(TEXT SECTION):

☆ ☆ ☆ ☆ ☆ ☆ ☆

Professor Julia Hippisley-CoxProfessor Julia Hippisley-Cox has won the John Perry prize for her work developing the Open Pseudonymiser tool.

The Nottingham University Professor of clinical epidemiology and general practice created the tool to enable pseudonymisation at source and secure linkage of difference datasets without re-identification. It is free and open source and used by GP system suppliers Emis and TPP as well as the Health and Social Care Information Centre and the National Office for Statistics.

The prize was set up by John Perry with profits from his OXMIS GP coding system to recognise outstanding contributions to primary care computing. Entries are assessed by a panel of judges from the BCS Primary Health Care Specialist Group, which presented the award at its annual general meeting last Thursday night.

Professor Hippisley-Cox told EHI Primary Care that she hoped the prize would raise the profile of Open Pseudonymiser and its potential uses.

“As an academic I’ve written lots of papers, but sometimes you do things and think ‘gosh, this is one of the most important things I have done’ and this is it,” she said of the development of the tool.

“I feel hugely privileged to have got the award.”

☆ ☆ ☆ ☆ ☆ ☆ ☆

(RECORDED DATA):

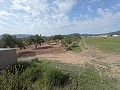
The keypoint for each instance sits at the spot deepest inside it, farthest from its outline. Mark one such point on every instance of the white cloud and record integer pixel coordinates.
(96, 1)
(104, 12)
(2, 1)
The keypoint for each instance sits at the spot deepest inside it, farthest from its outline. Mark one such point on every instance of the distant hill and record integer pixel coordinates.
(114, 33)
(19, 35)
(22, 35)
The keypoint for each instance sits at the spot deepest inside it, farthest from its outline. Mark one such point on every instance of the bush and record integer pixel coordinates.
(33, 73)
(57, 78)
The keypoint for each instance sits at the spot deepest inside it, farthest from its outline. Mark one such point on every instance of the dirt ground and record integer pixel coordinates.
(91, 55)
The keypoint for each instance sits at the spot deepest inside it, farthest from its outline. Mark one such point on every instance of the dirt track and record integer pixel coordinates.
(90, 55)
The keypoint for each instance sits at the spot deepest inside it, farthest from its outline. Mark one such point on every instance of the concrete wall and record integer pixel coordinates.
(7, 57)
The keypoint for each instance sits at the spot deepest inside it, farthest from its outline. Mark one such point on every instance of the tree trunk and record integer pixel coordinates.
(36, 46)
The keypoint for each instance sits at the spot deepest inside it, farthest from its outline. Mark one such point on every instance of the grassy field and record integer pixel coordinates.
(110, 44)
(53, 75)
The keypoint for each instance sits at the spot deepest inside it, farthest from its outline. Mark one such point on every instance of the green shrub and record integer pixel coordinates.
(33, 73)
(57, 78)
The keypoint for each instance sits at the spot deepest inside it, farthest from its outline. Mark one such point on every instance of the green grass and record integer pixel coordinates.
(53, 75)
(76, 48)
(110, 44)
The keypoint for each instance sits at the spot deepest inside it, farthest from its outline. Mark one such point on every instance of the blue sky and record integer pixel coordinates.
(50, 17)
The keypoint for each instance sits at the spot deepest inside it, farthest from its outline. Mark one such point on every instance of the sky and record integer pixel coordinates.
(50, 17)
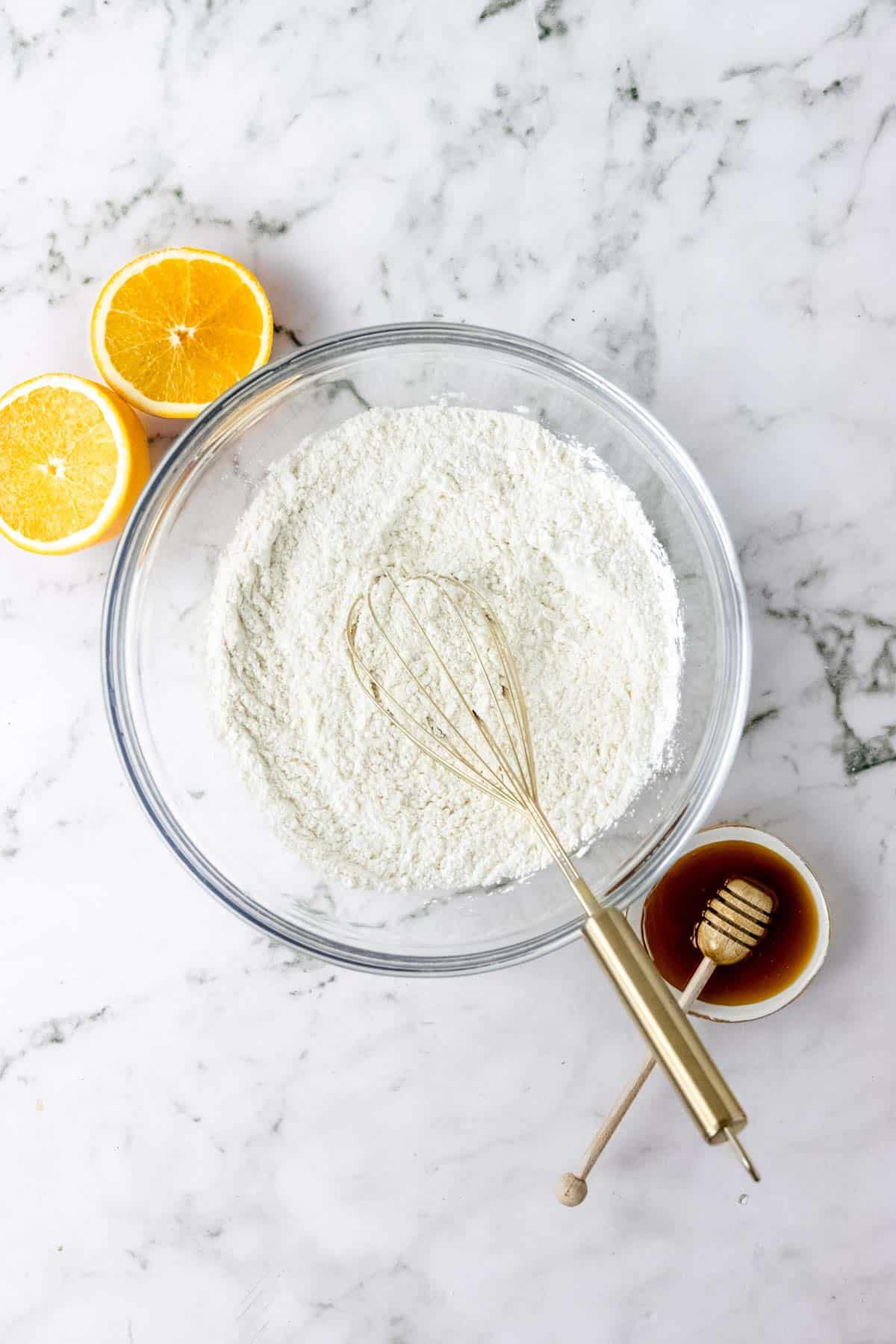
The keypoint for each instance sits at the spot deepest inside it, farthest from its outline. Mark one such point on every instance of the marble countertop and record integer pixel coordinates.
(206, 1137)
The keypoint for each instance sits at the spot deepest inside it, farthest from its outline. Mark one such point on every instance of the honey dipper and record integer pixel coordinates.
(731, 925)
(467, 712)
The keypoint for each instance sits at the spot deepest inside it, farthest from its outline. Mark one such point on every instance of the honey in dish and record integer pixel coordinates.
(673, 909)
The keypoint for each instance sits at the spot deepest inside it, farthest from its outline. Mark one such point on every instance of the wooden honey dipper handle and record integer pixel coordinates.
(734, 921)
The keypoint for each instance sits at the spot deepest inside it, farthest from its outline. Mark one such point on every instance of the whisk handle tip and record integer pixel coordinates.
(571, 1189)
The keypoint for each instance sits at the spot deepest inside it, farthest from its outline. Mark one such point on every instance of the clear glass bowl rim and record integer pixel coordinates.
(719, 750)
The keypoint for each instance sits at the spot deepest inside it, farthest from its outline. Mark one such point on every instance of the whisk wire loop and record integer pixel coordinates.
(509, 776)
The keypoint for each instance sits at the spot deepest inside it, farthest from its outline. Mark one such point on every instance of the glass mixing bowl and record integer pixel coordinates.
(153, 647)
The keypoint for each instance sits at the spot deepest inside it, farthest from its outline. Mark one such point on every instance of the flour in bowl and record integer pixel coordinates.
(551, 539)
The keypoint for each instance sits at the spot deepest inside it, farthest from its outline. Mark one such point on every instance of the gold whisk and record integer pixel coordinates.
(500, 761)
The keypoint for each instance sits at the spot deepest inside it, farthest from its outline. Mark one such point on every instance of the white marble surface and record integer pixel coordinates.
(205, 1137)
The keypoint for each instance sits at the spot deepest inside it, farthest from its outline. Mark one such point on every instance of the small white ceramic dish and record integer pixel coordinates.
(750, 1012)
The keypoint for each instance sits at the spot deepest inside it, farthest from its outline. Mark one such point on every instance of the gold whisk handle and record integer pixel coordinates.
(667, 1030)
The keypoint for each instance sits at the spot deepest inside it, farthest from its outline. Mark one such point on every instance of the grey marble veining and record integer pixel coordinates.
(208, 1137)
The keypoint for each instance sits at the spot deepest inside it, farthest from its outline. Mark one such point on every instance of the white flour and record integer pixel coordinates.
(566, 557)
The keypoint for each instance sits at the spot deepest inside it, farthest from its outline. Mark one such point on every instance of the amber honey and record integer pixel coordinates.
(673, 909)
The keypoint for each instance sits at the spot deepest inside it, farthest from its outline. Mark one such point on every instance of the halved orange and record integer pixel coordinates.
(173, 329)
(73, 461)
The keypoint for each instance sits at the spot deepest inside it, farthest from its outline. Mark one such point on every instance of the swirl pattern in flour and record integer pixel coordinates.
(563, 553)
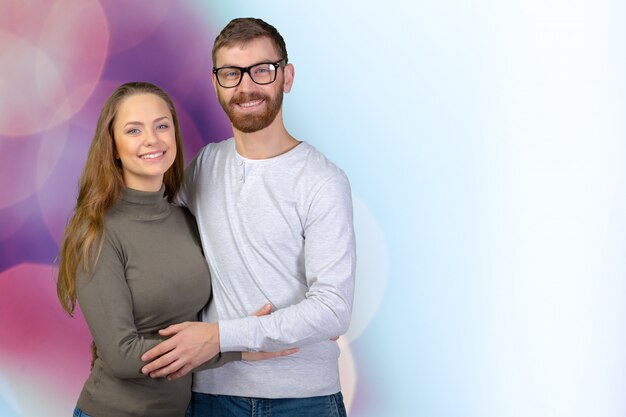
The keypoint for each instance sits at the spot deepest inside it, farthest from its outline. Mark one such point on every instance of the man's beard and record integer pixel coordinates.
(249, 123)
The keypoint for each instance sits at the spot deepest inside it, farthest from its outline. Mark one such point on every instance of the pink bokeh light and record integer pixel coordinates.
(50, 67)
(45, 342)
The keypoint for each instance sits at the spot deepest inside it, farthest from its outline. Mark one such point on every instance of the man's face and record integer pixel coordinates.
(249, 106)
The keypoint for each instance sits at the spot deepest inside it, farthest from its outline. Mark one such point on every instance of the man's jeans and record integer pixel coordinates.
(205, 405)
(79, 413)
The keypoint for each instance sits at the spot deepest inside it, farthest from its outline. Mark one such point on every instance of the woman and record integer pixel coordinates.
(131, 259)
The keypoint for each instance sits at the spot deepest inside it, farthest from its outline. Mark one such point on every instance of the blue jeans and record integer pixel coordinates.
(79, 413)
(209, 405)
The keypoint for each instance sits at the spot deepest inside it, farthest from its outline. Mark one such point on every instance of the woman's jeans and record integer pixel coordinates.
(203, 405)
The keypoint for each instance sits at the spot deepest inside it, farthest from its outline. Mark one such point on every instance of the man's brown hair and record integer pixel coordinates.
(245, 29)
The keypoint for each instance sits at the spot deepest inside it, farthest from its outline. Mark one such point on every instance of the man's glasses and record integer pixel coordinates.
(263, 73)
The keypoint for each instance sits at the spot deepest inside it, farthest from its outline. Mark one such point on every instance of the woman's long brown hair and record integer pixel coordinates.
(100, 186)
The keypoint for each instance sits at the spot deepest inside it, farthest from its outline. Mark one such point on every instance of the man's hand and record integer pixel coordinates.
(190, 344)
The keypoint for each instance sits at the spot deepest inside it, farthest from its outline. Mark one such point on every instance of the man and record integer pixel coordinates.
(275, 218)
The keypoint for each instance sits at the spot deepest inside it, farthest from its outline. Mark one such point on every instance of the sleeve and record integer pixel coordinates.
(330, 263)
(218, 360)
(186, 192)
(107, 305)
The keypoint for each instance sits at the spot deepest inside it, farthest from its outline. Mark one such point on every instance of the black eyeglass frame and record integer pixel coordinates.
(244, 70)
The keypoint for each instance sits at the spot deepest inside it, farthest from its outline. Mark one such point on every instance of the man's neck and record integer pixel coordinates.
(267, 143)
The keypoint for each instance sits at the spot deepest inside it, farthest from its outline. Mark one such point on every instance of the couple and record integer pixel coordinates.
(273, 217)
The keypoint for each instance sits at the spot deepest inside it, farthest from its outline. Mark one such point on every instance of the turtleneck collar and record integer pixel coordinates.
(144, 205)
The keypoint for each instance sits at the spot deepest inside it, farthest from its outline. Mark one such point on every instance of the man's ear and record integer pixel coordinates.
(289, 73)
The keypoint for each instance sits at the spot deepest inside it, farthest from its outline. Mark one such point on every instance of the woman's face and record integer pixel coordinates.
(145, 139)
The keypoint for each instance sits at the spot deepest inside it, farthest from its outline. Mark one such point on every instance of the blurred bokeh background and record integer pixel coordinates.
(485, 145)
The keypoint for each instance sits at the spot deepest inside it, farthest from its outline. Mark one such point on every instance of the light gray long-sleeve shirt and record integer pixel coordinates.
(274, 231)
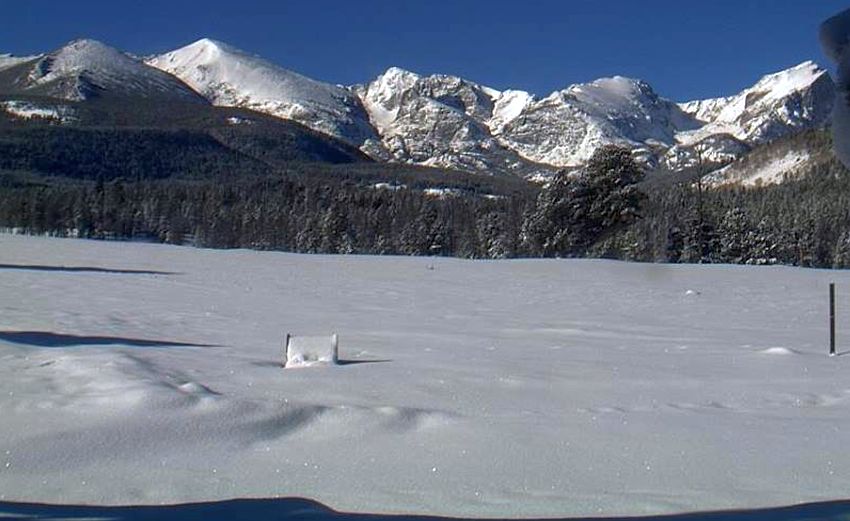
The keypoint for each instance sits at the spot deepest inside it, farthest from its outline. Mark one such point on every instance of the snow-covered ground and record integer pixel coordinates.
(139, 373)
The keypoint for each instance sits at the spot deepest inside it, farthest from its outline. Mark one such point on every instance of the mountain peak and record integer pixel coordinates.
(86, 68)
(228, 76)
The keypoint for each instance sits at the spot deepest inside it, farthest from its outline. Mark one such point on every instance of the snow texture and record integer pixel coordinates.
(835, 39)
(148, 374)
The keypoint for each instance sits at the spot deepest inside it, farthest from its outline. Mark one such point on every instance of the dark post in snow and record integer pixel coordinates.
(831, 319)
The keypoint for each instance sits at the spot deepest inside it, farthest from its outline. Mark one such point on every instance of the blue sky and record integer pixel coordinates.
(685, 49)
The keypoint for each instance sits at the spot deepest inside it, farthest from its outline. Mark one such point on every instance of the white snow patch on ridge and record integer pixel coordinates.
(535, 388)
(227, 76)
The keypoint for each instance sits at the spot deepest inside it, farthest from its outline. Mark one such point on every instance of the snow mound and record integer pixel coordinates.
(307, 351)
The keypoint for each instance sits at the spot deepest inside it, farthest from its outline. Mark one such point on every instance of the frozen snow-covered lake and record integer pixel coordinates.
(148, 374)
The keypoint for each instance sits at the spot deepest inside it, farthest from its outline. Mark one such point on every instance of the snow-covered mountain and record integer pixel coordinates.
(448, 121)
(436, 121)
(227, 76)
(84, 69)
(8, 60)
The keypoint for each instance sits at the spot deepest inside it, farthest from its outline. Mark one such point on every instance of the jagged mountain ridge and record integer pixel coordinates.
(447, 121)
(227, 76)
(86, 69)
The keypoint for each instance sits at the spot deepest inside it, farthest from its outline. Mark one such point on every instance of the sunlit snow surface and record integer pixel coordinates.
(134, 373)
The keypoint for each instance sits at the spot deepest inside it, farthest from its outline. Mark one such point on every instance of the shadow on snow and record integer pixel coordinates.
(49, 340)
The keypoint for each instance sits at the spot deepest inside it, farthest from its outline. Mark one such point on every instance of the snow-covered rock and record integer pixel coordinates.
(84, 69)
(834, 36)
(566, 127)
(227, 76)
(8, 60)
(438, 121)
(450, 122)
(526, 388)
(778, 105)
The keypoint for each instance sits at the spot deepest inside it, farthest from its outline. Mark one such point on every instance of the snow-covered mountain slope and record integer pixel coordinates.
(565, 128)
(8, 60)
(86, 69)
(778, 105)
(448, 121)
(227, 76)
(437, 121)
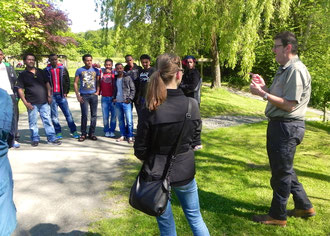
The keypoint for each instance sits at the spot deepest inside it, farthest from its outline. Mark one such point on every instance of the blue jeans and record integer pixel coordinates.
(107, 108)
(91, 100)
(124, 112)
(44, 111)
(60, 101)
(7, 206)
(188, 197)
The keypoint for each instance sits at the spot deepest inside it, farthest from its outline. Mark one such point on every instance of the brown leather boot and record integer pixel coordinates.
(267, 220)
(302, 213)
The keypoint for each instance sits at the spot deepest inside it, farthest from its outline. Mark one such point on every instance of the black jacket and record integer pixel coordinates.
(157, 135)
(128, 88)
(12, 78)
(64, 78)
(134, 74)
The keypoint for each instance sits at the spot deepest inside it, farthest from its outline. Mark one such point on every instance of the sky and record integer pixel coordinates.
(81, 13)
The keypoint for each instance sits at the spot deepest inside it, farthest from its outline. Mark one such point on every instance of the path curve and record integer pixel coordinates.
(60, 189)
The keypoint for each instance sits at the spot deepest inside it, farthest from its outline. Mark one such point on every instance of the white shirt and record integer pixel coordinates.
(4, 79)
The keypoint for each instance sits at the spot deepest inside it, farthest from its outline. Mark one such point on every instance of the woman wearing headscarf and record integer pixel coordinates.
(191, 79)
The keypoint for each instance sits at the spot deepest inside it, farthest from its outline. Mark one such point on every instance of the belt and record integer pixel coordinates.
(281, 119)
(4, 136)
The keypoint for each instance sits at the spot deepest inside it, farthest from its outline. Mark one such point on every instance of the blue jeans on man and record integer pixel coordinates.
(188, 197)
(44, 111)
(90, 100)
(59, 101)
(108, 108)
(125, 119)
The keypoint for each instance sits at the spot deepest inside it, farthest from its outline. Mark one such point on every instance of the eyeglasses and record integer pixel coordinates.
(276, 46)
(182, 70)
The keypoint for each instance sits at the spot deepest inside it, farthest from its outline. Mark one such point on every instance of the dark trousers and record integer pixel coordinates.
(14, 135)
(91, 100)
(282, 139)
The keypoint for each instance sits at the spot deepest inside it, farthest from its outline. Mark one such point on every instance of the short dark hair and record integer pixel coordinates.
(286, 38)
(86, 55)
(28, 54)
(145, 56)
(106, 60)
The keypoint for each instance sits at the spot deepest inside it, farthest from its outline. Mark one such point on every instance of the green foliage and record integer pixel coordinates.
(233, 180)
(93, 42)
(13, 18)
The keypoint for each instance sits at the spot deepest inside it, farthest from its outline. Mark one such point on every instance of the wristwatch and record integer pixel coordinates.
(265, 96)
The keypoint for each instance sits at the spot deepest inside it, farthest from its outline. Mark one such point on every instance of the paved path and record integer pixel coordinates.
(59, 190)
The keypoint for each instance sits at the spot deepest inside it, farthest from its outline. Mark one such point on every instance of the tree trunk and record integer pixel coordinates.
(325, 113)
(216, 82)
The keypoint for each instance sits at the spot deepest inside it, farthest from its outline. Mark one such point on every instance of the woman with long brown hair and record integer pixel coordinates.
(157, 133)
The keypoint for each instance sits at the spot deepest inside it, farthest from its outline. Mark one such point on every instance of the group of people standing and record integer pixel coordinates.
(162, 108)
(43, 91)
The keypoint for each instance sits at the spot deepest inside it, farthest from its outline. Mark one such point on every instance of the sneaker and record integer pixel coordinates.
(59, 136)
(92, 137)
(130, 140)
(16, 144)
(198, 147)
(75, 135)
(122, 138)
(302, 213)
(82, 138)
(55, 142)
(267, 220)
(34, 143)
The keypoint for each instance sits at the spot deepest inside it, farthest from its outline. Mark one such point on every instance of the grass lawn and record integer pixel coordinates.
(233, 178)
(217, 102)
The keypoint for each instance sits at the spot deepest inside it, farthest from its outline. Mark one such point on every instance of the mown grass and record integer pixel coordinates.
(233, 178)
(217, 102)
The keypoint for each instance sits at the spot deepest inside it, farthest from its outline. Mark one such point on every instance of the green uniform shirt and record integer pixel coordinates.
(292, 82)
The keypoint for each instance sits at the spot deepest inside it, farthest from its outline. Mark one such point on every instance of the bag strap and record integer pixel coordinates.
(173, 156)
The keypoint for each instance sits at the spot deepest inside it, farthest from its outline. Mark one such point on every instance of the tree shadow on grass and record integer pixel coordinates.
(52, 230)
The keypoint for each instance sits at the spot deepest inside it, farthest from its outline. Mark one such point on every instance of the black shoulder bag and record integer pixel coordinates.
(151, 197)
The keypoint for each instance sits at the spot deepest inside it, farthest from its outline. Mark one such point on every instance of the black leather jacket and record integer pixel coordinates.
(157, 135)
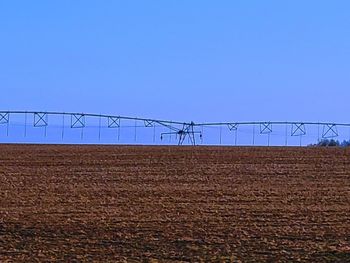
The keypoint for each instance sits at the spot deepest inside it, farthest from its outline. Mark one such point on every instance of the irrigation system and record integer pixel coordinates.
(191, 133)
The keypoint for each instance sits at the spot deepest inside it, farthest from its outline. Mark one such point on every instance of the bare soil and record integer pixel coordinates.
(174, 204)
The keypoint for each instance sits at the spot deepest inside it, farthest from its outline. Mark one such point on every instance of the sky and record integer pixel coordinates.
(180, 60)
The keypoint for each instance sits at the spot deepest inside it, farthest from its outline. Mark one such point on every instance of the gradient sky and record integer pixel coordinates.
(178, 59)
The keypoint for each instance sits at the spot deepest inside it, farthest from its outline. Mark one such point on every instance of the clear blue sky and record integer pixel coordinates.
(178, 59)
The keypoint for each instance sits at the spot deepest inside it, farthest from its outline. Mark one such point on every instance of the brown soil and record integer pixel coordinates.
(171, 204)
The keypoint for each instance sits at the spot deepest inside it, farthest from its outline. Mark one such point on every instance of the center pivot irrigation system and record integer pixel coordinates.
(185, 132)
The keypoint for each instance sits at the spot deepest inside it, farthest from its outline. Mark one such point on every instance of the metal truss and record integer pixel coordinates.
(40, 119)
(329, 131)
(265, 128)
(298, 129)
(113, 122)
(4, 118)
(187, 131)
(232, 126)
(77, 120)
(149, 123)
(184, 132)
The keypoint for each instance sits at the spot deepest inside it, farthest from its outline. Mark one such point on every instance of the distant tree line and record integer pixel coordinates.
(331, 143)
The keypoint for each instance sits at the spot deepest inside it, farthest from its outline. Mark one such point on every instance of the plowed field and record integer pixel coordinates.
(172, 204)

☆ ☆ ☆ ☆ ☆ ☆ ☆

(PROBLEM A):
In the article on the John Perry prize, why did Professor Hippisley-Cox create the Open Pseudonymiser tool? Answer in one to three sentences.
(PROBLEM B):
In the article on the John Perry prize, update the passage from "The Nottingham University" up to and including "Office for Statistics.", changing "free and open source" to "freely available and open source".
(PROBLEM C):
Carry on the article about Professor Hippisley-Cox's John Perry prize from where it stops.

(RESPONSE BOX A):
She created it to enable pseudonymisation at source and the secure linkage of different datasets without re-identification.

(RESPONSE BOX B):
The Nottingham University Professor of clinical epidemiology and general practice created the tool to enable pseudonymisation at source and secure linkage of difference datasets without re-identification. It is freely available and open source and used by GP system suppliers Emis and TPP as well as the Health and Social Care Information Centre and the National Office for Statistics.

(RESPONSE BOX C):
Professor Hippisley-Cox is a cofounder of Qresearch, a not-for-profit partnership between Nottingham University and EMIS, which has 750 GP practices regularly contributing information to its database. The Open Pseudonymiser tool was developed because she wanted to link the GP data in QResearch with data held in other systems, such as Hospital Episode Statistics. Funding from QResearch’ fund for public benefit projects was used to develop it and the tool was released in September 2011.

Open Pseudonymiser works by taking the NHS number and using a password to replace it with an identifier for each patient that is unique, but has no real-world meaning so cannot be reverse engineered. The same password key can be applied to a range of data sources, allowing them to be linked without the need for the flow of confidential patient information. The tool rounds the date of birth to the year of birth and strips out any other identifying data such as postcode.

Professor Hippisley-Cox said QResearch has already used the tool to link 15-years of primary care data with hospital statistics, the cancer registry and mortality statistics. She has also produced a paper looking at the use of a valid NHS Number in these datasets and found all were more than 98% complete. “The question then becomes, if you have a unique identifier that’s so complete across these major data sources, what’s the justification for using anything apart from the NHS number to link datasets together?” she asked.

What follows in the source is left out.